# DO THIS
Reproduce the passage of the sentiment classification notebook word for word, everything from "The modelled task" down to "focused on NLP.".

START SOURCE DOCUMENT

# Sentiment Classification with a Deep Learning Model

This notebook introduces a machine learning task from the field of natural language processing (machine learning focused on the processing of spoken and written text).

## Sentiment Analysis

The modelled task is a classification task called sentiment analysis. 
Text snippets are classified according to their positive or negative sentiment that is expressed in them. 
This can be modelled as 3-class problem (negative, neutral, positive), or as a degree of sentiment on a 5-class or 10-class scale. 




## Acknowledgement

The notebook is based on https://www.manning.com/books/real-world-natural-language-processing, an upcoming book focused on NLP.

The ML frameworks used are:

* pytorch
* allennlp
* spacy


[![Open In Colab](https://colab.research.google.com/assets/colab-badge.svg)](https://colab.research.google.com/github/erikgraf/deepLearning/blob/master/Deep_Learning_Sentiment_classifier.ipynb)

## Installing Dependencies

The cell below installs the main dependencies and clones some a repository that forms the basis of the implementation. 

Executing it with `CTRL + Enter` (`STRG +Enter` on a german keyboard) could take a couple of minutes.

In [None]:
!pip install allennlp==1.0.0
!pip install allennlp_models==1.0.0


In [None]:
!git clone https://github.com/mhagiwara/realworldnlp.git
%cd realworldnlp

## Imports

Execute the cell below to load all required modules. 

In [None]:
from typing import Dict

import numpy as np
import torch
import torch.optim as optim
from allennlp.data import DataLoader
from allennlp.data.samplers import BucketBatchSampler
from allennlp.data.vocabulary import Vocabulary
from allennlp.models import Model
from allennlp.modules.seq2vec_encoders import Seq2VecEncoder, PytorchSeq2VecWrapper
from allennlp.modules.text_field_embedders import TextFieldEmbedder, BasicTextFieldEmbedder
from allennlp.modules.token_embedders import Embedding
from allennlp.nn.util import get_text_field_mask
from allennlp.training.metrics import CategoricalAccuracy, F1Measure
from allennlp.training.trainer import GradientDescentTrainer
from allennlp_models.classification.dataset_readers.stanford_sentiment_tree_bank import \
    StanfordSentimentTreeBankDatasetReader

from realworldnlp.predictors import SentenceClassifierPredictor

## Hyperparameters

The cell below sets the hyperparameters.

END SOURCE DOCUMENT
START DATA EXCERPT

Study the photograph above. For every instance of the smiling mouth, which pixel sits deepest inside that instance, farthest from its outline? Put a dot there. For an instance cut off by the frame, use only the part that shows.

END DATA EXCERPT

# EXERCISE RESULT
The modelled task is a classification task called sentiment analysis. 
Text snippets are classified according to their positive or negative sentiment that is expressed in them. 
This can be modelled as 3-class problem (negative, neutral, positive), or as a degree of sentiment on a 5-class or 10-class scale. 




## Acknowledgement

The notebook is based on https://www.manning.com/books/real-world-natural-language-processing, an upcoming book focused on NLP.